Core Concepts
Orchestrators & sub-agents
In Tragentics, the orchestrator pattern is most literal in broadcasts and pools. Those structures have one owning agent that controls the group and member agents that receive routed traffic through it.
What is an orchestrator
An orchestrator is not a special type of agent. It's a regular agent that happens to own a broadcast group or pool. Any agent you own can be an orchestrator — there's no configuration to enable or mode to activate.
Schedules use a closely related ownership model: one agent owns the schedule and Tragentics runs the cron triggers under that schedule definition. The trigger is system-driven, not dependent on a live orchestrator session.
The orchestrator role in each pattern
Broadcast groups
The orchestrator's API key is used to authenticate the broadcast call. The proxy fans the request out to all members. Each member receives the same payload independently. The orchestrator gets an aggregated response showing which members succeeded and which failed.

▶ DATASET EXCERPTS
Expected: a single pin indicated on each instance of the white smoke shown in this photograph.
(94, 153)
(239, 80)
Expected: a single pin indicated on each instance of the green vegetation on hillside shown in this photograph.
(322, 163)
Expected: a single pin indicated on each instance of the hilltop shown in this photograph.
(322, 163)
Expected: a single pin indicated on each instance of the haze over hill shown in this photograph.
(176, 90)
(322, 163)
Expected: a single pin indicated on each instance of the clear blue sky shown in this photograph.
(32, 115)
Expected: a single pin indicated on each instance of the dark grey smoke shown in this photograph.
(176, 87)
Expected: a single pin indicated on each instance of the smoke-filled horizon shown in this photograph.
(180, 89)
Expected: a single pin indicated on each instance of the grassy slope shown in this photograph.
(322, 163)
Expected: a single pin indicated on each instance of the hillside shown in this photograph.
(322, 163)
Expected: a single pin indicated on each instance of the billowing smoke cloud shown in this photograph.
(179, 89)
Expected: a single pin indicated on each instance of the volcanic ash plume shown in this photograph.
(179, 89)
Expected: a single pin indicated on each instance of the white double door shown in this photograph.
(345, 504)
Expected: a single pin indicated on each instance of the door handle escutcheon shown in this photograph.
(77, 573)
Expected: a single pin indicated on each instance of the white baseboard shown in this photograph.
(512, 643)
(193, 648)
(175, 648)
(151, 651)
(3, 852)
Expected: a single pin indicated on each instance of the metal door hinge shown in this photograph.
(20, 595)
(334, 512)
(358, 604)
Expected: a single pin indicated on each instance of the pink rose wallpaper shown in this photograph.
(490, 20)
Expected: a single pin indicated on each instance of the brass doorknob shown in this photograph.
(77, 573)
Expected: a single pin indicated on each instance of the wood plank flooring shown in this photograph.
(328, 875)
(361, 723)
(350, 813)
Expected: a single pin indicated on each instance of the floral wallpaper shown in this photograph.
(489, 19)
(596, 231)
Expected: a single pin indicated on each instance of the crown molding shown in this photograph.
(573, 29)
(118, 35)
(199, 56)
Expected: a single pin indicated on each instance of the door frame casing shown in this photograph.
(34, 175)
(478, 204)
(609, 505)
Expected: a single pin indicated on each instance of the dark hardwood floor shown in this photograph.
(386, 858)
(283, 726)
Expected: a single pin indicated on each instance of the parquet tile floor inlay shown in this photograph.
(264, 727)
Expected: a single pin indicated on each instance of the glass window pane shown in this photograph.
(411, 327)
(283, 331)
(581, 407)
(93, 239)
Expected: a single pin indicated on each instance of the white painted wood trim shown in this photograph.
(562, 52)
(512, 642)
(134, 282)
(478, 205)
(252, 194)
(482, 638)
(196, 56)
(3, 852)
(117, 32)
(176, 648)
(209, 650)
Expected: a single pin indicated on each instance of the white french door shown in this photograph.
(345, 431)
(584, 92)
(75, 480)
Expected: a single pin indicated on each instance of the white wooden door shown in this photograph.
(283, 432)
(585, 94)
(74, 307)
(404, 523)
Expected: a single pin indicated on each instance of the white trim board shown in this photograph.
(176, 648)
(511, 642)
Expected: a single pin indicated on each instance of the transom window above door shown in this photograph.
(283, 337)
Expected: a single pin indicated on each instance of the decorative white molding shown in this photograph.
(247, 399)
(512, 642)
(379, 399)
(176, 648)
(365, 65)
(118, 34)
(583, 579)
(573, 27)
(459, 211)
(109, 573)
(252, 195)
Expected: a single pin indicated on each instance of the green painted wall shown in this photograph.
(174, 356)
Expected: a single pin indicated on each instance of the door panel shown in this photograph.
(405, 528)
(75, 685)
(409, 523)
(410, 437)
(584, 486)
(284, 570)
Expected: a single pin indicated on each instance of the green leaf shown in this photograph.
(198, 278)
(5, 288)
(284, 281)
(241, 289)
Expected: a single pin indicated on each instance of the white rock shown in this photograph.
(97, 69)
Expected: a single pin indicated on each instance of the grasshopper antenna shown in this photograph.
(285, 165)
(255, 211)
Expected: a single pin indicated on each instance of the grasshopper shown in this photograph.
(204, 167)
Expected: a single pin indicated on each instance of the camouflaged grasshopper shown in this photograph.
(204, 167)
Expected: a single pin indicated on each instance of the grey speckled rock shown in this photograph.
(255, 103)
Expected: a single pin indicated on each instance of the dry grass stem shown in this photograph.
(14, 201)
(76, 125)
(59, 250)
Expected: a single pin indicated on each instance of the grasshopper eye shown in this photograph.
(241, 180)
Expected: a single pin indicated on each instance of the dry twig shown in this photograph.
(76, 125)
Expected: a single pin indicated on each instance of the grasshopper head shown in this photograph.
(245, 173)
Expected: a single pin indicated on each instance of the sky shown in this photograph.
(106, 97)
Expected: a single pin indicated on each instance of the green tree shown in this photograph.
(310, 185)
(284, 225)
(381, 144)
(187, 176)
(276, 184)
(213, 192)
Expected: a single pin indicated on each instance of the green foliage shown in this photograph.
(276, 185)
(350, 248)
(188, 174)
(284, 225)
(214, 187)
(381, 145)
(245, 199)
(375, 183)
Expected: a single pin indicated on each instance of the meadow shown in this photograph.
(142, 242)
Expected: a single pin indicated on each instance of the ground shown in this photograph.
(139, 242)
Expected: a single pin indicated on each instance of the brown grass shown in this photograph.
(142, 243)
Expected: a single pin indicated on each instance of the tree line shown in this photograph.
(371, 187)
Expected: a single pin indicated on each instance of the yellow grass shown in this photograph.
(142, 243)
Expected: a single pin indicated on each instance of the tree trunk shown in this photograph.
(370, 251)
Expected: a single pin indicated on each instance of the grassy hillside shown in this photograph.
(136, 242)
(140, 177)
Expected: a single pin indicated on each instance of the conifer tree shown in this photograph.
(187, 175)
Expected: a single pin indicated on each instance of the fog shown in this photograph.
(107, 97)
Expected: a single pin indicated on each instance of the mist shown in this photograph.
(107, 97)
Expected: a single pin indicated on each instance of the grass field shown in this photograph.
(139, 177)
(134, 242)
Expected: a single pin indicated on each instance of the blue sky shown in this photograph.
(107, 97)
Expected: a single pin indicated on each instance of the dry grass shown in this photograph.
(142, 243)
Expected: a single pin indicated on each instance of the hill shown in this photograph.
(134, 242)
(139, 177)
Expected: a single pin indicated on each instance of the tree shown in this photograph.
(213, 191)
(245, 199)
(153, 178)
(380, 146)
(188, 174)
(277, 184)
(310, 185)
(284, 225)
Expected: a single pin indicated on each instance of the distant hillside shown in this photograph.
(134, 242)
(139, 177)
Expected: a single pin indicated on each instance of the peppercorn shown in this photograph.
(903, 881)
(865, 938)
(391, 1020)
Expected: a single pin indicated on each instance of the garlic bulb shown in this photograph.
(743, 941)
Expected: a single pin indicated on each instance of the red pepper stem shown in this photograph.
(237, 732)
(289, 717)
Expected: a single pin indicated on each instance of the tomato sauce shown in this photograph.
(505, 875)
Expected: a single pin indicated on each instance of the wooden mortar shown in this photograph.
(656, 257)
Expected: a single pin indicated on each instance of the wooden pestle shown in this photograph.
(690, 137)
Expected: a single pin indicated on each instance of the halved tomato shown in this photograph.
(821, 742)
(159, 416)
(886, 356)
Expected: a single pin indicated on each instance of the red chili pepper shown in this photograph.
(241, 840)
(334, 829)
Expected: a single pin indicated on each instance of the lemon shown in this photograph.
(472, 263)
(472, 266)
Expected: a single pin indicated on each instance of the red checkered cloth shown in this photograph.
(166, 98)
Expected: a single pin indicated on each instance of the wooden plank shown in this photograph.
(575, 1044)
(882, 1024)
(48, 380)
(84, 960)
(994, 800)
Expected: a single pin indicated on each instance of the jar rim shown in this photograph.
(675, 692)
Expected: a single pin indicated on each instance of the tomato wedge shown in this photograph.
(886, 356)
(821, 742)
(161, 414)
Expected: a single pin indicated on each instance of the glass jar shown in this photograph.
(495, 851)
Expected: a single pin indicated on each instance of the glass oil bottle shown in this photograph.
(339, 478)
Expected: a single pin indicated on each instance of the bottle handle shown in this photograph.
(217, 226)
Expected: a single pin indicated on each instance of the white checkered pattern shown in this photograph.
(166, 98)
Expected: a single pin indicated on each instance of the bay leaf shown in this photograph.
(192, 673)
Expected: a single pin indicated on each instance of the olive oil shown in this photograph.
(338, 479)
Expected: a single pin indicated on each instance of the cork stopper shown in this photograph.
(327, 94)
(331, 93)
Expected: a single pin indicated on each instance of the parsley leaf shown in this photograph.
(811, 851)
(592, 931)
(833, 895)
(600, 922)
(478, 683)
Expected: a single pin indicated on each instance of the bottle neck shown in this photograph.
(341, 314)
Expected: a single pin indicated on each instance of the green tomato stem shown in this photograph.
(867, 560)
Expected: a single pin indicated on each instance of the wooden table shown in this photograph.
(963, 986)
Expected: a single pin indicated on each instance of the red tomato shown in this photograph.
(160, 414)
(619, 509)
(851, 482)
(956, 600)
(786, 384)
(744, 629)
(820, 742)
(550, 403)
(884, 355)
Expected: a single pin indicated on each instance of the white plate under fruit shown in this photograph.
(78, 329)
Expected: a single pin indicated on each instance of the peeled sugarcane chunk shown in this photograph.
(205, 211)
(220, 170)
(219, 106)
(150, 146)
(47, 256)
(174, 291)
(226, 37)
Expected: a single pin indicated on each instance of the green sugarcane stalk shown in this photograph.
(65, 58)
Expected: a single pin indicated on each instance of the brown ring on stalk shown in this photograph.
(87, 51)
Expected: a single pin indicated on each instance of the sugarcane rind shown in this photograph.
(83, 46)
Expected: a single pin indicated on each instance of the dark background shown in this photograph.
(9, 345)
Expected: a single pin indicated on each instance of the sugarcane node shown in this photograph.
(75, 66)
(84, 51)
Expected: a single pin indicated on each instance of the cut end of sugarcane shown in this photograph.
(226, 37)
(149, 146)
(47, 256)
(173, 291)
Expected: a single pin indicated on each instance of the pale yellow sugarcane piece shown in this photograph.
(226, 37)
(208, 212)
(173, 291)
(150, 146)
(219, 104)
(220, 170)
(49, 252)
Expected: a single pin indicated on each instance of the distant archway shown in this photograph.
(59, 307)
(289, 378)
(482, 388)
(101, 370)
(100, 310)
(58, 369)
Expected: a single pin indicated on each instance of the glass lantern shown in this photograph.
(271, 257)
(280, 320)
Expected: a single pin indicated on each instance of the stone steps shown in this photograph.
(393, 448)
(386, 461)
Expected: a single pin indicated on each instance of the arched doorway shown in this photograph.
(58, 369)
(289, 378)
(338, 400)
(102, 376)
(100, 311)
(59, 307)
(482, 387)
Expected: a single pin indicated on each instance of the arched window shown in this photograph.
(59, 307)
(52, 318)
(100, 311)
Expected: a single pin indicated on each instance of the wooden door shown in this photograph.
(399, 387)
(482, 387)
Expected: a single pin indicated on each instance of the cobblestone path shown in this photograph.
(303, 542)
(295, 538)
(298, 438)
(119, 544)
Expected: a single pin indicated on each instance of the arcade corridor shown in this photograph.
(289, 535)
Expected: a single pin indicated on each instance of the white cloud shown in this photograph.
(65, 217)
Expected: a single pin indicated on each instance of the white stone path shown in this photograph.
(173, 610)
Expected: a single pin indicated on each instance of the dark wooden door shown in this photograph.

▶ REQUIREMENT 1
On the Tragentics page, what response does the orchestrator get from a broadcast call?
▶ REQUIREMENT 2
List every line in the rows that contains the word "path".
The rows are unrelated to the Tragentics page.

▶ WRITTEN SOLUTION 1
An aggregated response showing which members succeeded and which failed.

▶ WRITTEN SOLUTION 2
Expected: a single pin indicated on each instance of the cobblestone path shown in this photograph.
Expected: a single pin indicated on each instance of the white stone path shown in this photograph.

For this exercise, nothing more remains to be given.